→ **WRITTEN REQUEST**
Reproduce verbatim the rows below from the line containing "reads [[185, 472]]." through the line containing "[[554, 530]]", with both of those lines included.

→ **SUPPLIED INFORMATION**
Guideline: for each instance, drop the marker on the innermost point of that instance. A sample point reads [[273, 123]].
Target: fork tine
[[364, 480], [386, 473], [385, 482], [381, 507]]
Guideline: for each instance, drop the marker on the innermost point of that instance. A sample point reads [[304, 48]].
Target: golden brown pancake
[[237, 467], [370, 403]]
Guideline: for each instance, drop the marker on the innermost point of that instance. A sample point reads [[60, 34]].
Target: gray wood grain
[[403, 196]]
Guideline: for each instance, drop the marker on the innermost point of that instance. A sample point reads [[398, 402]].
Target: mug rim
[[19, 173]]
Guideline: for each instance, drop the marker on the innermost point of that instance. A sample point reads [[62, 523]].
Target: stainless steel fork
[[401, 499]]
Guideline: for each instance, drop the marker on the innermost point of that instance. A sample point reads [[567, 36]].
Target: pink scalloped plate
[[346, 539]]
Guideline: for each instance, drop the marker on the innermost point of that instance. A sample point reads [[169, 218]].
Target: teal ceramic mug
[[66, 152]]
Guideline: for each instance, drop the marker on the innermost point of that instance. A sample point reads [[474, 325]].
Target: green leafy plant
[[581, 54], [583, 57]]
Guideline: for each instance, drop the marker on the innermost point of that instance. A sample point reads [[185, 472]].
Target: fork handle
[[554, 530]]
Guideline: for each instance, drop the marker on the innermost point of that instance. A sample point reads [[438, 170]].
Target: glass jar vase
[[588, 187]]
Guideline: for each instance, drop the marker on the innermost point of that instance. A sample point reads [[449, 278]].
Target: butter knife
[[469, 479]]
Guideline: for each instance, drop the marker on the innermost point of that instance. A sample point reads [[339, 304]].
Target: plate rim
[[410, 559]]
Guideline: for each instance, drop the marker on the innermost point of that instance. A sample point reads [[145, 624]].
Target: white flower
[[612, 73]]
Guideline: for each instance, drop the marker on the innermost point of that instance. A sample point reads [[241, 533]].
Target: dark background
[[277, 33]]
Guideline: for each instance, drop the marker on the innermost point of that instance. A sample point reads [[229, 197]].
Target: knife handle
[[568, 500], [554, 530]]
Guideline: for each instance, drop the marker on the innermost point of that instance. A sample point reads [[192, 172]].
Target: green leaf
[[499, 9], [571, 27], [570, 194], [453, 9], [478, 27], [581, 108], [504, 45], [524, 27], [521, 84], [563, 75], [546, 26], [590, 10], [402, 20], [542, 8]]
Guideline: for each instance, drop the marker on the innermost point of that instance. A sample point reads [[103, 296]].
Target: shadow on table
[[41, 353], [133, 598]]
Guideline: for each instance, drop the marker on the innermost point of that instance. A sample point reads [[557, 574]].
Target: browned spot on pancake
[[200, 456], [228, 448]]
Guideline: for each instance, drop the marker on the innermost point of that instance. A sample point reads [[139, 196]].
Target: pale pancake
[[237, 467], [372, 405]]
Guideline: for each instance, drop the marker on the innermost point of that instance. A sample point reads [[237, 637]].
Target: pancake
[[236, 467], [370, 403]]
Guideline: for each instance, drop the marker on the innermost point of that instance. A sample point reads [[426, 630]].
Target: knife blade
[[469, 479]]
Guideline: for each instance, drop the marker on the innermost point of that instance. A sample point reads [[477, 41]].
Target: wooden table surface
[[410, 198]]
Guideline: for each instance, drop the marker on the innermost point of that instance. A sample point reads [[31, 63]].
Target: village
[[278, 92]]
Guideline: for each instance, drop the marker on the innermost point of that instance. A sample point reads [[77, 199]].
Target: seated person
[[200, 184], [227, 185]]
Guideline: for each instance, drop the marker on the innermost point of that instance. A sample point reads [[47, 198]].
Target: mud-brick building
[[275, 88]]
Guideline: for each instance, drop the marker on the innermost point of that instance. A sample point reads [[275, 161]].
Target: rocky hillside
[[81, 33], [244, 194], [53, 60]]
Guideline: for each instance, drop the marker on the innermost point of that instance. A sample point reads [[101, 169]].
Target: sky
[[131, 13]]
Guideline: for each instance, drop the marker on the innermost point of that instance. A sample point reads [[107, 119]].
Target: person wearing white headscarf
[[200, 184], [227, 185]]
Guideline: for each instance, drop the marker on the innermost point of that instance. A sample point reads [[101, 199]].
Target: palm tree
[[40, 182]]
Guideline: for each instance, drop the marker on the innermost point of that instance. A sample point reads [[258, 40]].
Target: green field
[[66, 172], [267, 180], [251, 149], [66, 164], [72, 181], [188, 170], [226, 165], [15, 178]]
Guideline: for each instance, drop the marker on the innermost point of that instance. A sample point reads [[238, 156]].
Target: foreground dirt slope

→ **OUTPUT FOR THIS EXERCISE**
Guideline: for each instance, drop the marker on the innermost point of that instance. A sample point reads [[185, 472]].
Target: fork handle
[[554, 530]]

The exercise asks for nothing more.